◆ Problem to work on ◆
Images appear in the records below; leave them out and repeat everything else exactly.

(Part of a data file)
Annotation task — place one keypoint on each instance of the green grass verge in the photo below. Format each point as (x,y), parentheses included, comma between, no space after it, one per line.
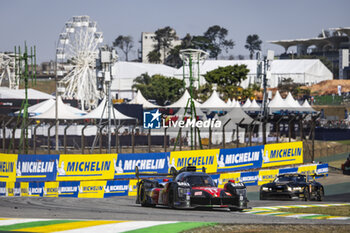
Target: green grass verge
(332,211)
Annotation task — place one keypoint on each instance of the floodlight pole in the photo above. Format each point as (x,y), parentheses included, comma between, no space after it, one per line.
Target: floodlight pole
(106,59)
(269,57)
(56,106)
(264,102)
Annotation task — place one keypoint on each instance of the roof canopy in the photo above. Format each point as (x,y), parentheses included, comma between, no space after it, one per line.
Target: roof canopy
(41,107)
(236,115)
(7,93)
(214,102)
(98,113)
(182,102)
(64,112)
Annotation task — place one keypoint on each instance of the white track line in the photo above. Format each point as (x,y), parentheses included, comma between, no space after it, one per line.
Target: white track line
(21,220)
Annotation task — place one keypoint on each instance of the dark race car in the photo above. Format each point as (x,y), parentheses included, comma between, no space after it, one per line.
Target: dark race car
(190,189)
(292,186)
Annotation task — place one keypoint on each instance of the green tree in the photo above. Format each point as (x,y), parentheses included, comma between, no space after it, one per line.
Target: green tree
(125,43)
(143,79)
(228,75)
(253,43)
(159,88)
(154,57)
(164,38)
(218,42)
(174,59)
(227,79)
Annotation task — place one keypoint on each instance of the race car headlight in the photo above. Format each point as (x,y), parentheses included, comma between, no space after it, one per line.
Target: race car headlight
(297,189)
(183,191)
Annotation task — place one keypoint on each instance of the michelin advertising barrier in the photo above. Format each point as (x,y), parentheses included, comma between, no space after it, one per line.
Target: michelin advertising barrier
(87,167)
(112,188)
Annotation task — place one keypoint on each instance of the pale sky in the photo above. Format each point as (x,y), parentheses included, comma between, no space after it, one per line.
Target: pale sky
(40,22)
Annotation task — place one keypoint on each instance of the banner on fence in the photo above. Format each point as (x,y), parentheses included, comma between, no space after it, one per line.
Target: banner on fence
(80,167)
(124,164)
(110,188)
(36,167)
(240,158)
(8,166)
(72,167)
(199,158)
(282,154)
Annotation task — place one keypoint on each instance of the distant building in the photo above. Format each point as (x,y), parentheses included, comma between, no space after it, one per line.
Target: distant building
(148,44)
(333,44)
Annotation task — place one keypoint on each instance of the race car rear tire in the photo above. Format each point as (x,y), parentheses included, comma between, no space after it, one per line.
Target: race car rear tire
(306,194)
(235,209)
(261,197)
(320,194)
(143,197)
(171,199)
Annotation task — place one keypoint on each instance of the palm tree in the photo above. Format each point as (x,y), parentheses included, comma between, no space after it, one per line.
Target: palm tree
(253,43)
(154,57)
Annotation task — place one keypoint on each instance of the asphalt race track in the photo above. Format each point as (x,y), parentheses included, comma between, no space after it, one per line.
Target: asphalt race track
(124,208)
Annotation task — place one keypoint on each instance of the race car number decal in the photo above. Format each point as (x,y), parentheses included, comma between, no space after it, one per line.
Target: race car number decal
(237,184)
(183,184)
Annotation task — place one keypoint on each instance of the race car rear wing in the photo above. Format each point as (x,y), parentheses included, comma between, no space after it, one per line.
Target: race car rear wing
(173,172)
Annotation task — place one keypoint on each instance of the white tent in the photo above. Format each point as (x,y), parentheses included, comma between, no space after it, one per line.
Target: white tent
(139,99)
(254,106)
(7,93)
(64,112)
(126,72)
(214,102)
(247,103)
(306,107)
(98,112)
(236,104)
(304,71)
(39,108)
(277,103)
(181,112)
(291,102)
(182,102)
(236,115)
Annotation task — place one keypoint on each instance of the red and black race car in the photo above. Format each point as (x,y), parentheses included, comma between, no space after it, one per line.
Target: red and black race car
(190,189)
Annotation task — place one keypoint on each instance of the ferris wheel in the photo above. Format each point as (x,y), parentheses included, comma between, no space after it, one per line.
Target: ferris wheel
(7,71)
(76,54)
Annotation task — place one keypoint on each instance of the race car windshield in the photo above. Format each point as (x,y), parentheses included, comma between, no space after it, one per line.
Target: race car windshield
(200,181)
(290,179)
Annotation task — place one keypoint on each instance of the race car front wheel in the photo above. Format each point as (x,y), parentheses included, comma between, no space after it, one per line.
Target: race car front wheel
(143,197)
(320,194)
(306,194)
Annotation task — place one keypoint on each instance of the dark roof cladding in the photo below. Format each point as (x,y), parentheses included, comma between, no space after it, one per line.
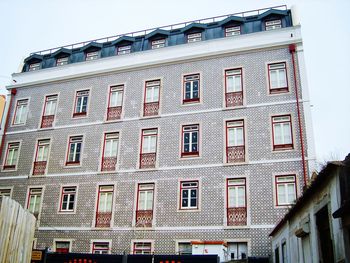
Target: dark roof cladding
(211,28)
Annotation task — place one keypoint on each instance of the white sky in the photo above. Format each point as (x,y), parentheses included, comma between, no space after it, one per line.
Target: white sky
(31,25)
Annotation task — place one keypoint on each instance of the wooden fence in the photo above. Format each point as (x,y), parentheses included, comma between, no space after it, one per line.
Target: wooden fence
(17,227)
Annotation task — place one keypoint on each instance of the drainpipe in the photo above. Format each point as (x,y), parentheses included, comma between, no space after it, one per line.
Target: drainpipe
(13,93)
(292,50)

◆ The output ◆
Annotation task — place one keypoint on each instance of the green grass verge in the photo below. Format each point as (x,y), parentheses included, comma between, no space after it, one per line.
Target: green grass verge
(332,211)
Annotation task — place one keypoint on each instance of the floodlight pole in the photo above. Format each point as (x,y), parentheses included, comma between, no space after it, one per line.
Target: floodlight pole
(106,59)
(269,57)
(56,106)
(264,102)
Annotation task — place one keypoint on each instance of the roof canopy in the photo above. Format each point as (x,y), parentheses included, comma between, no space after it, one per line.
Target: roof canopy
(41,107)
(236,115)
(7,93)
(214,102)
(98,113)
(182,102)
(64,112)
Annotation task — place one keypoint on each instance of the white track line in the photo above. Format each point as (x,y), parentheses included, comma between, no space after it, one per line.
Target: white track line
(21,220)
Annotation task — place one keypoint on each instance of the dark race car in the photo above. Format each point as (x,y), parentheses included, comma between, no space after it, one per line.
Target: dark race car
(190,189)
(292,186)
Annotation task — place one keypoint on each instance of the green tree in the photo above. Format each point as (x,y), parentheses included, comma between, no space after it, one per line.
Target: green tree
(125,43)
(143,79)
(228,75)
(253,43)
(159,88)
(154,57)
(164,38)
(218,42)
(174,59)
(227,79)
Annotation task — place one keypoint on each instance of the race car headlight in the photo above. Format each point as (x,y), parentheses included, comma between, no space after it, one per line.
Target: race car headlight
(297,189)
(183,191)
Annotation task — place one keypoint on each instance of the michelin advertising barrier in the photo above. Format each point as (x,y), parentheses included, comma between, no space after it, one per line.
Target: michelin advertising barrier
(87,167)
(112,188)
Annotation task — place one keypoint on each instance of the pale sky in the photo above. Format each point as (x,y), parentheses included, comma between, no space after it, one per line.
Target: pale sky
(40,22)
Annotation task — place one keypoint on each instance of the banner on fence in the photo above. Format each point as (x,y), parentheses included, comma between, no space after it, one per line.
Target: banner on fence
(80,167)
(124,164)
(110,188)
(36,167)
(240,158)
(8,166)
(72,167)
(199,158)
(282,154)
Annotation task — place one keypoint on each instance of the distant building in the photo above. Format each point as (x,y), parentheses included, comma between, no space after it, one per line.
Target: distant building
(148,44)
(333,44)
Annotation task — place one keypoint on each instance of the race car rear tire in the photo above. Format each point as (x,y), parentheses included, comma between, no space after it, one per line.
Target: race car rear tire
(306,194)
(235,209)
(261,197)
(320,194)
(143,197)
(171,199)
Annotation task — place one keypoint on each instance of the palm tree in the photo above. Format each point as (x,y), parentheses included, comma between, no space after it, one per line.
Target: palm tree
(253,43)
(154,57)
Annotation task — place one keypoint on each instance of the asphalt race track in the photo above. Format each point as (x,y), parentheses included, comma between, no space after it, one per line.
Target: asphalt race track
(124,208)
Annotation task — place one keypoint on each instance of the race car number decal in the photo above. Format each point as (x,y), parentheses included, comma between, no space after it, one per line.
Target: race car number decal
(237,184)
(183,184)
Annotation task — place one keypoint on each instance of the race car rear wing in the photo above. Format each point as (x,y), parentheses included, comma between, no space after it, one per line.
Target: race car rear wing
(173,172)
Annotation task — place one keypoint on each instance of the white tent in the photo above. Format each point as (x,y), parentheses included, comma between, no space after it, one per line.
Target: white tent
(139,99)
(254,106)
(7,93)
(64,112)
(126,72)
(214,102)
(247,103)
(306,107)
(98,112)
(236,104)
(304,71)
(39,108)
(277,103)
(181,112)
(291,102)
(182,102)
(236,115)
Annotation task — place one keypoint on each instance of the red and black race car in the photo above. Format each point as (x,y), parentheses included, comma between, no space after it, one per line.
Target: red and black race car
(190,189)
Annotation task — place one keypoint on each instance of the ferris wheel in the photo above. Format each point as (x,y), parentheses included, comma between, no space after it, one per line.
Target: ferris wheel
(7,71)
(76,54)
Annotation task — place one keypoint on each instance of the race car windshield in the photo above. Format each point as (x,y), parentheses included, comma between, no space after it, one per line.
Target: race car windshield
(200,181)
(290,179)
Annotation task — place one keypoint on each instance of the race car front wheel in the photo above. Format each point as (x,y), parentheses included, comma between, no space after it, one per line.
Target: race car front wheel
(143,197)
(320,194)
(306,194)
Annotation task — place one keypoint on each instance of the dark roof cladding in the photo below. Format each point as (x,y), parentheses included, comma between, no space after it, one per line.
Target: dark roof cladding
(211,28)
Annotation task — place one keypoint on each instance of the white sky in the photo above. Format each point as (x,y), parentheses included, comma between, no space after it, one per line.
Target: white sky
(31,25)
Annotation task — place one keypoint on each instance of the wooden fence in the photo above. Format each point as (x,y), parentheses included, comma between, no space after it, one per line.
Target: wooden fence
(17,227)
Annotation task — place one keypoint on each instance of the drainpipe in the photo above. Format each point as (x,y), parentheses included, comma between, no space after it, one per line.
Target: drainpipe
(13,93)
(292,50)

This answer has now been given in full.